Ein Jahr Ukraine-Krieg Von Schützenhelmen zu Kampfpanzern: eine Chronik deutscher Waffenlieferungen in die Ukraine

Leopard-1-Kampfpanzer Waffenlieferungen
Die höchste Eskalationsstufe der bisherigen Waffenlieferungen: Mehrere Leopard-1-Kampfpanzer warten darauf, an die Ukraine geliefert zu werden
© Axel Heimken / DPA
Seit zwölf Monaten tobt der Krieg in der Ukraine. Elf Monate hat es gedauert, bis der Westen nicht nur Milliarden Euro, sondern auch Dutzende Kampfpanzer zugesagt hat. Ein Rückblick auf Deutschlands zähen Weg der Unterstützung.

Ende Januar 2022. Verteidigungsministerin Christine Lambrecht kündigt an, 5000 Helme in die Ukraine zu schicken. Das sei "Ausrüstung, die gebraucht wird", twittert das Verteidigungsministerium. Polens Ministerpräsident Mateusz Morawiecki nennt die Lieferung hingegen "Witz", der ukrainische Botschafter Andrij Melnyk drückt sich (im Nachhinein ungewohnt) diplomatisch aus und nennt die Aktion eine "reine Symbolgeste". Sein Land erwarte "eine 180-Grad-Kehrtwende der Bundesregierung, einen wahren Paradigmenwechsel". Bis Kiew diesen Paradigmenwechsel, diese "Zeitenwende" bekommt, soll es noch dauern.

Russland hatte zuvor Abertausende Soldaten an der ukrainischen Grenze zusammengezogen und Kiew seine Verbündeten dringend um Defensivwaffen und Flugabwehrsysteme gebeten. Die Zeichen stehen auf Invasion, die Rede ist noch vom "Ukraine-Konflikt". An einen Krieg will offenbar niemand so recht glauben.
::::
ZU BEARBEITENDE AUFGABE: Führen Sie die Chronik der deutschen Waffenlieferungen an die Ukraine im Anschluss an ihren letzten Satz weiter.

ANGEZEIGTE DATEN:
::::
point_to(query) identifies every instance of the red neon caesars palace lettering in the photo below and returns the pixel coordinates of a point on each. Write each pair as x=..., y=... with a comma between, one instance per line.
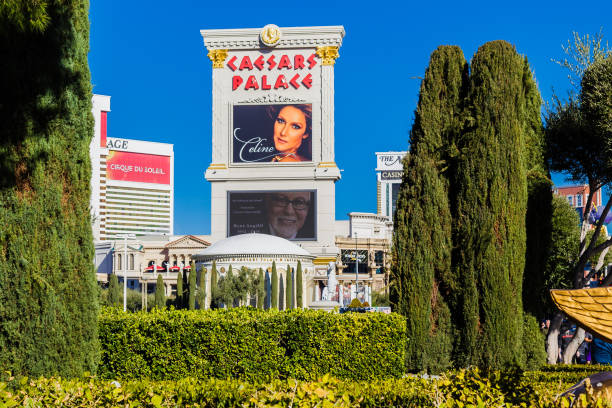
x=271, y=78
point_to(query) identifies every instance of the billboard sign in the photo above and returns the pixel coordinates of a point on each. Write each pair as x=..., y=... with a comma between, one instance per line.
::::
SCHRIFTLICHE ANTWORT:
Mit 5000 Helmen fing damals alles an. Ein Jahr später geht es um weitaus tödlichere Lieferungen – um Panzer, Raketenwerfer und Kampfjets. Eine Chronik der deutschen Waffenlieferungen. 

Vor Kriegsausbruch: eine alte Regel

Dass Deutschland überhaupt jemals mehr als Helme zu bieten hätte, war in vielerlei Hinsicht tatsächlich ein Tabu-, mindestens aber ein Traditionsbruch. Kritiker forderten, die Bundesrepublik müsse ihrer jahrzehntelangen Linie treu bleiben und dürfe keine Waffen in Krisen-, geschweige denn in Kriegsgebiete liefern. Grundlage ist ein 1971 erstmals verschriftliche Kabinettserklärung. Darin heißt es, dass Waffen ausschließlich an Bündnispartner (Nato-Staaten, EU-Mitglieder und einige wenige weitere Länder) geliefert werden dürfen. Ausnahmen dürften explizit nicht für Staaten gemacht werden, "die in bewaffnete Auseinandersetzungen verwickelt sind oder wo eine solche droht", heißt es im Grundsatztext.

Wenn man sie denn doch macht, die Ausnahme, spricht man von "letalen und nicht-letalen militärischen Unterstützungsleistungen". Ertüchtigungsinitiative heißt das Stichwort hierzu. Laut Bundesverteidigungsministerium geht es darum, den "lokalen Partner in die Lage zu versetzen, selbst für seine eigene und regionale Sicherheit zu sorgen." Zwei Milliarden Euro hat sich der Staat diese "Hilfe zur Selbsthilfe" 2022 kosten lassen; 2023 Jahr sollen es sogar noch 200 Millionen Euro mehr sein. Der Großteil davon geht an die Ukraine.

Ende Februar 2022: die Zeitenwende

Die Meldung vom russischen Invasionsbeginn in den frühen Morgenstunden des 24. Februar 2022 geht als Schockwelle um die (westliche) Welt. Bis zum Tag X hatte offenbar kaum jemand so recht daran geglaubt, dass Moskau mehr tun würde als die Zähne zu fletschen. Überraschend kam der Überfall aber eigentlich nicht. US-Geheimdienstberichte hatten seit Monaten in immer neuen Berichten, immer präziser eine russische Invasion vorhergesagt.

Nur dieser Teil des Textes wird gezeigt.